Can you write out, word for word, the part of the items that opens with the line containing "of the projection" and closes with the line containing "[(540, 248)]", including both of those lines?

=== Supplied entries ===

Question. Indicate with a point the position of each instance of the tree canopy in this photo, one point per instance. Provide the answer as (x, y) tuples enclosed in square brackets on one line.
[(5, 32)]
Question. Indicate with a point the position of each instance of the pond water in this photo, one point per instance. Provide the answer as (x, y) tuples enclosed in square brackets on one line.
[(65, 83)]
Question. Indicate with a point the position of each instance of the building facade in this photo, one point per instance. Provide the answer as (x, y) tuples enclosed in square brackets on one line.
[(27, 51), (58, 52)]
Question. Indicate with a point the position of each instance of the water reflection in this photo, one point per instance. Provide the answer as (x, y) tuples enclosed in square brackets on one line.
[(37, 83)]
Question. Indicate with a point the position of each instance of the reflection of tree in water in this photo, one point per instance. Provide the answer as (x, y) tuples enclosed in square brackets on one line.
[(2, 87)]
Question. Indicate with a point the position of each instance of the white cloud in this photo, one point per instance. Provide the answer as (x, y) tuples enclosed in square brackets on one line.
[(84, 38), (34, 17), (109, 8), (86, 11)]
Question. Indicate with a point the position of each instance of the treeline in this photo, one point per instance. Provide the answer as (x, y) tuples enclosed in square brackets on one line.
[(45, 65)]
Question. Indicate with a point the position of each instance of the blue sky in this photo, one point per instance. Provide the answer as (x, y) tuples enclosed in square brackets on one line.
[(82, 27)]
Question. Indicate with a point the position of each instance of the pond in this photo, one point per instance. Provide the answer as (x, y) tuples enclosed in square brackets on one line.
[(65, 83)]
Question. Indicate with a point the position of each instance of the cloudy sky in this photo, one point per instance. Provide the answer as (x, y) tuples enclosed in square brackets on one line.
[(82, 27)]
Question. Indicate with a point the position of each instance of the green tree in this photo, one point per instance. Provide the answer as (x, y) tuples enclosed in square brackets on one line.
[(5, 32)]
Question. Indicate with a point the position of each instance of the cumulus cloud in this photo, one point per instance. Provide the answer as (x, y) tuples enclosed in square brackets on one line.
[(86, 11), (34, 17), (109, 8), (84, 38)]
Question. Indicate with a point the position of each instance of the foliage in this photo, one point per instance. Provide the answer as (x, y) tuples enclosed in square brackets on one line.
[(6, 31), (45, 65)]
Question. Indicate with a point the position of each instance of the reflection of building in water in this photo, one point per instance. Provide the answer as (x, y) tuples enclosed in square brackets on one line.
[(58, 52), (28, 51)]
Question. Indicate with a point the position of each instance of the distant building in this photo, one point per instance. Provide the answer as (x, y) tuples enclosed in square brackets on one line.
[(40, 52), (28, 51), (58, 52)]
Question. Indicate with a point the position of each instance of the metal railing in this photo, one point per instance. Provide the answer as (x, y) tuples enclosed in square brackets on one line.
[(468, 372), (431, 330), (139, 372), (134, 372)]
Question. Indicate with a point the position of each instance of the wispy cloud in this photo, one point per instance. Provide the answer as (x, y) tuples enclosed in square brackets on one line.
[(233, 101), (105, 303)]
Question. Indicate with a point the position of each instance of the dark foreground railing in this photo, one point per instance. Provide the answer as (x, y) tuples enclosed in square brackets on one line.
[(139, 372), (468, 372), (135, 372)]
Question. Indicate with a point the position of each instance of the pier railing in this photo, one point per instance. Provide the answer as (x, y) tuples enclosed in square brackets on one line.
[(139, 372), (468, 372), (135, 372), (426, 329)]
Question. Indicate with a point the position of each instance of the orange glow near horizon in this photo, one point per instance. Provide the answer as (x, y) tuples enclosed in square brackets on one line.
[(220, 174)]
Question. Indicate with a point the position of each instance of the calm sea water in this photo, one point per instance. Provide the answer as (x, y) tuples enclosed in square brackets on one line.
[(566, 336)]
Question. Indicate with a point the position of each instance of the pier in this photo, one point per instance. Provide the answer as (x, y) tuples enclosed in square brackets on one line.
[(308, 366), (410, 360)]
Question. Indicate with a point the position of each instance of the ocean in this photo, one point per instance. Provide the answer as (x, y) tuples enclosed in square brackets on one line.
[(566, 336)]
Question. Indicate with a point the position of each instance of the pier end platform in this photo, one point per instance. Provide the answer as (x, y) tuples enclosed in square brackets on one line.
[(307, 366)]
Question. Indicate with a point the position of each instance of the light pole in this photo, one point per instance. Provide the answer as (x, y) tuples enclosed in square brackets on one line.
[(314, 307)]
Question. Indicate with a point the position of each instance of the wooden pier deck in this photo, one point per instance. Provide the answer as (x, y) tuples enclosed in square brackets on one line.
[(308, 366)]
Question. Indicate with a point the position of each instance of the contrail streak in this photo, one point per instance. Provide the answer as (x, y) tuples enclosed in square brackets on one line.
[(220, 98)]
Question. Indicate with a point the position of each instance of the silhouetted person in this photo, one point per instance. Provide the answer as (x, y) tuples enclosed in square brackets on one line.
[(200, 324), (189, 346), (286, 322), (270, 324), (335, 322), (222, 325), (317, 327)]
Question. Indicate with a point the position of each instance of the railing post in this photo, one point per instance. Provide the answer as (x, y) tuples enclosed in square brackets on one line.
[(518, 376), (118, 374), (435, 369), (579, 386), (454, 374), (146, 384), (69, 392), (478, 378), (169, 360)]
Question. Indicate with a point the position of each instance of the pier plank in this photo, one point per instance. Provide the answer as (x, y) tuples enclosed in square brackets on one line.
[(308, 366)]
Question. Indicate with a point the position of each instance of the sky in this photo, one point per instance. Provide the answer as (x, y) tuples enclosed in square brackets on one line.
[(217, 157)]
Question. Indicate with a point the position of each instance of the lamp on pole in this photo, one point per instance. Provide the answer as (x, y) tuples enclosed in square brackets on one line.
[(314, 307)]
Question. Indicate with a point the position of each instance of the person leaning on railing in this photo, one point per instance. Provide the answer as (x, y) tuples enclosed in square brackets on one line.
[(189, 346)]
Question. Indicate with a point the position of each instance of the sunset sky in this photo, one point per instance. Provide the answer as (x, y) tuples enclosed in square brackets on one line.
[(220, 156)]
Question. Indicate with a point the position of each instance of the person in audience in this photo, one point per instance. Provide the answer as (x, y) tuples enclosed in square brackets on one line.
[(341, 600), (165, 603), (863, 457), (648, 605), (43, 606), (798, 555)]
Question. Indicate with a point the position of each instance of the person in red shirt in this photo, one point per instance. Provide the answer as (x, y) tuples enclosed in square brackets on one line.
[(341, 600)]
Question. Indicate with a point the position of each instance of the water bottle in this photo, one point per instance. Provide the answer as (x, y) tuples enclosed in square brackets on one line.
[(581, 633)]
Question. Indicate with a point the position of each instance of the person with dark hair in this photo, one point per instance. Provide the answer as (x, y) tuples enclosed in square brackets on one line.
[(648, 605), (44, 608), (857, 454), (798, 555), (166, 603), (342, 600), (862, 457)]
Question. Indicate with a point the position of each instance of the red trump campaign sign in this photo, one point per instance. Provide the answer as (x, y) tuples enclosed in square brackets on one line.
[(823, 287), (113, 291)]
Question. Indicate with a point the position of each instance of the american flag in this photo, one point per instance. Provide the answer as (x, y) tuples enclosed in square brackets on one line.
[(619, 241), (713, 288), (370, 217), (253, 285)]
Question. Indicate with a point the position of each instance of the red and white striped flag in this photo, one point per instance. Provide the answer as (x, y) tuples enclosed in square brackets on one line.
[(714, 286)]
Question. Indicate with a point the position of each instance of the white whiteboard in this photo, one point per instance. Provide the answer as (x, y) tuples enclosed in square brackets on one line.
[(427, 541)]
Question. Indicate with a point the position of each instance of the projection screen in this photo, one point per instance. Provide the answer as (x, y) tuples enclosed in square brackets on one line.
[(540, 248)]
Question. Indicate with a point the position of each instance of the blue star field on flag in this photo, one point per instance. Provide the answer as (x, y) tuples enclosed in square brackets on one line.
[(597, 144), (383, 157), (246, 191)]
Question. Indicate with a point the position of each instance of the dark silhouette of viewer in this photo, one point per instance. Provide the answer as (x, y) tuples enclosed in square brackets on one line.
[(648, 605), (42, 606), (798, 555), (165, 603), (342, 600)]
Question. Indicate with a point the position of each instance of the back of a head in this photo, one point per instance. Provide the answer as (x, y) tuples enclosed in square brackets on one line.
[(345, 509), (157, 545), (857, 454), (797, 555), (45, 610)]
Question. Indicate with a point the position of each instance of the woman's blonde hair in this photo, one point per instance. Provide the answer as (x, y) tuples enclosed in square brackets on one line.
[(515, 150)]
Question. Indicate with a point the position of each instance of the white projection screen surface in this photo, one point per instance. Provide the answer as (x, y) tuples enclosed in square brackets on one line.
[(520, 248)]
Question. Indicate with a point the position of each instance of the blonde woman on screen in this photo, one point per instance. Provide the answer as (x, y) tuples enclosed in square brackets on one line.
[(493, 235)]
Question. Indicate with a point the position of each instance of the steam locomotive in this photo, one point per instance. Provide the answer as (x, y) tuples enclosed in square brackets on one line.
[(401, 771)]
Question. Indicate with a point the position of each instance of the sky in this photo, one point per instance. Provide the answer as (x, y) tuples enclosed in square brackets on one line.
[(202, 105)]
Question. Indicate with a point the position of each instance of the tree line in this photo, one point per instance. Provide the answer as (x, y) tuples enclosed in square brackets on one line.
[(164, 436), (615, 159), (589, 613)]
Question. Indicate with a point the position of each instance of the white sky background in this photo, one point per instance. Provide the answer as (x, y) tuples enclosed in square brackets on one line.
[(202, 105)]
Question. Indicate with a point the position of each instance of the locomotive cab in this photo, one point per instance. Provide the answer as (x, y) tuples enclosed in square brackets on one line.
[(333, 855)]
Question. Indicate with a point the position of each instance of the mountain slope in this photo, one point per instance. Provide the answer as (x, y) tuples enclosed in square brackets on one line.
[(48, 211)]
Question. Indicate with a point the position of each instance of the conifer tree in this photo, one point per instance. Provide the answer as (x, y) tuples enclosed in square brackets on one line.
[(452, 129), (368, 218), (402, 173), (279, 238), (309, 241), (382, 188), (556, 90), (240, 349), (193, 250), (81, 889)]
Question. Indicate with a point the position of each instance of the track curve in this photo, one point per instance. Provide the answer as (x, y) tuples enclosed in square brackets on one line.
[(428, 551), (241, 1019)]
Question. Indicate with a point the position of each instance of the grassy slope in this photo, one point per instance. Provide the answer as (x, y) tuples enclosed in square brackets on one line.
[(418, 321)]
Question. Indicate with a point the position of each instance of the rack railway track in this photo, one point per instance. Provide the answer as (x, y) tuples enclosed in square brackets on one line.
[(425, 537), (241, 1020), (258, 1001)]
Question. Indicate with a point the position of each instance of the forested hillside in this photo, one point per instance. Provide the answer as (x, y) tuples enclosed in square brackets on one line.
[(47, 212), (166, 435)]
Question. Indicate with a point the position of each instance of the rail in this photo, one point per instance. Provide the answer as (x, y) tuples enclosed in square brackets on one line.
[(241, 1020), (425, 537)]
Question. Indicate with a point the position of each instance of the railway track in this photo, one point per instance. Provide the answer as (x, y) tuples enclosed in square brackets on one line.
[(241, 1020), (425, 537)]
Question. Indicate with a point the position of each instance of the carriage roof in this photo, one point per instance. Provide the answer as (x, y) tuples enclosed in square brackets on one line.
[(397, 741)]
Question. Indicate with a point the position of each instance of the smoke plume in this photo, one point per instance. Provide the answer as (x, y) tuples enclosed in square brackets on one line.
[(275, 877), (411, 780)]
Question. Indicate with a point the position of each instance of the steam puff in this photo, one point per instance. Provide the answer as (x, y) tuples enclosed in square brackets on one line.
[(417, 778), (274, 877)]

===

• _Reply to the task_
Question. Indicate with a point the position of each instance of the projection screen in this photo, one point per instance. Provide the answer as (x, y) tuples enclosed in square brackets on one line.
[(540, 248)]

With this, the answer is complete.